AIM OF THE EXERCISE = Reproduce the lines that begin with the one containing "Within this frame, in what area is the beige" and end with the one containing "[434,316,534,344]", substituting "electrical cable" for "power line" and leaving everything else intact.
########
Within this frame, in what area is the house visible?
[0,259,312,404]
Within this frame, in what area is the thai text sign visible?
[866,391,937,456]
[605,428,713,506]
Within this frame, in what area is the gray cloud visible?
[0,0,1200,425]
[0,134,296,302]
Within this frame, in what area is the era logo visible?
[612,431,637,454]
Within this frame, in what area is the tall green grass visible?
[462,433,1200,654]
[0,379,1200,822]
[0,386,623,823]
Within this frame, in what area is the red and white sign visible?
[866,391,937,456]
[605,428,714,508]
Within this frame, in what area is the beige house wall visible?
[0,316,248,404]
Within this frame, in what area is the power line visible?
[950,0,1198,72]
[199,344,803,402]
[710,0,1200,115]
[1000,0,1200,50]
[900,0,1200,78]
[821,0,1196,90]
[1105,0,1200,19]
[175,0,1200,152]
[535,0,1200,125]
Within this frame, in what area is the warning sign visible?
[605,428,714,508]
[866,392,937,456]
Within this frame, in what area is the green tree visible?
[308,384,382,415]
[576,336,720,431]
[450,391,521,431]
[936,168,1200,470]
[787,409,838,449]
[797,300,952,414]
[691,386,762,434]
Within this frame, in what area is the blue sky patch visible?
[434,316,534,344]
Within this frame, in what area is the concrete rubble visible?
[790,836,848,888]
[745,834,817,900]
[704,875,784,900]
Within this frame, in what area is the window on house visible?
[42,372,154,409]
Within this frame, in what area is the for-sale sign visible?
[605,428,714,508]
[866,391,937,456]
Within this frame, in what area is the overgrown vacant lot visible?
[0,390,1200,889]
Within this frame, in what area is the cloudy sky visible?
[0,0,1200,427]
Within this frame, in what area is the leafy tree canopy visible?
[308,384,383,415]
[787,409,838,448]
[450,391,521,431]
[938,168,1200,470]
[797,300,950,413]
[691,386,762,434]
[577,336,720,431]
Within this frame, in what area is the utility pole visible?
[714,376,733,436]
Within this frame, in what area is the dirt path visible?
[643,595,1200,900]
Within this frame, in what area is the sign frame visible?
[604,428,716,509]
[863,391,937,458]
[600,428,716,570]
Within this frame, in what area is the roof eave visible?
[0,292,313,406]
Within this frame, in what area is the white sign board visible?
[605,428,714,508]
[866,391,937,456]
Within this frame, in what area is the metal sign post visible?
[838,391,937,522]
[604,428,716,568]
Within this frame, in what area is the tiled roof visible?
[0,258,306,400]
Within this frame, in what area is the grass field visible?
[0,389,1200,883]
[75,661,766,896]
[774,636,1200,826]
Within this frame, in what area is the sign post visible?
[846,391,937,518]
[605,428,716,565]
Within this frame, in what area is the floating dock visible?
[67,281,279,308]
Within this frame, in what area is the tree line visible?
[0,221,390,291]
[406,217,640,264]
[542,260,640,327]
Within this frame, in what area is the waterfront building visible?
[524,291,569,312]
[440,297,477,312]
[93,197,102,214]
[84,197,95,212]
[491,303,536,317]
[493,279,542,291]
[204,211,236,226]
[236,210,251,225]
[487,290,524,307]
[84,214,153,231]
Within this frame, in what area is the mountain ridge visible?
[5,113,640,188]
########
RESULT BELOW =
Within this frame, in what area is the beige house wall visible?
[0,316,248,404]
Within this frame, in what area is the electrical cable visible?
[950,0,1198,72]
[199,344,803,402]
[710,0,1200,115]
[1000,0,1200,50]
[900,0,1200,78]
[821,0,1196,90]
[1105,0,1200,19]
[175,0,1200,152]
[535,0,1200,125]
Within this frame, in what area is the warning sign visible?
[605,428,714,508]
[866,392,937,456]
Within this frame, in what area is the green tree visible?
[308,384,382,415]
[576,336,720,431]
[450,391,521,431]
[936,168,1200,470]
[787,409,838,449]
[797,300,952,414]
[691,386,762,434]
Within this frame, in what area is the blue sky patch visible?
[434,316,534,344]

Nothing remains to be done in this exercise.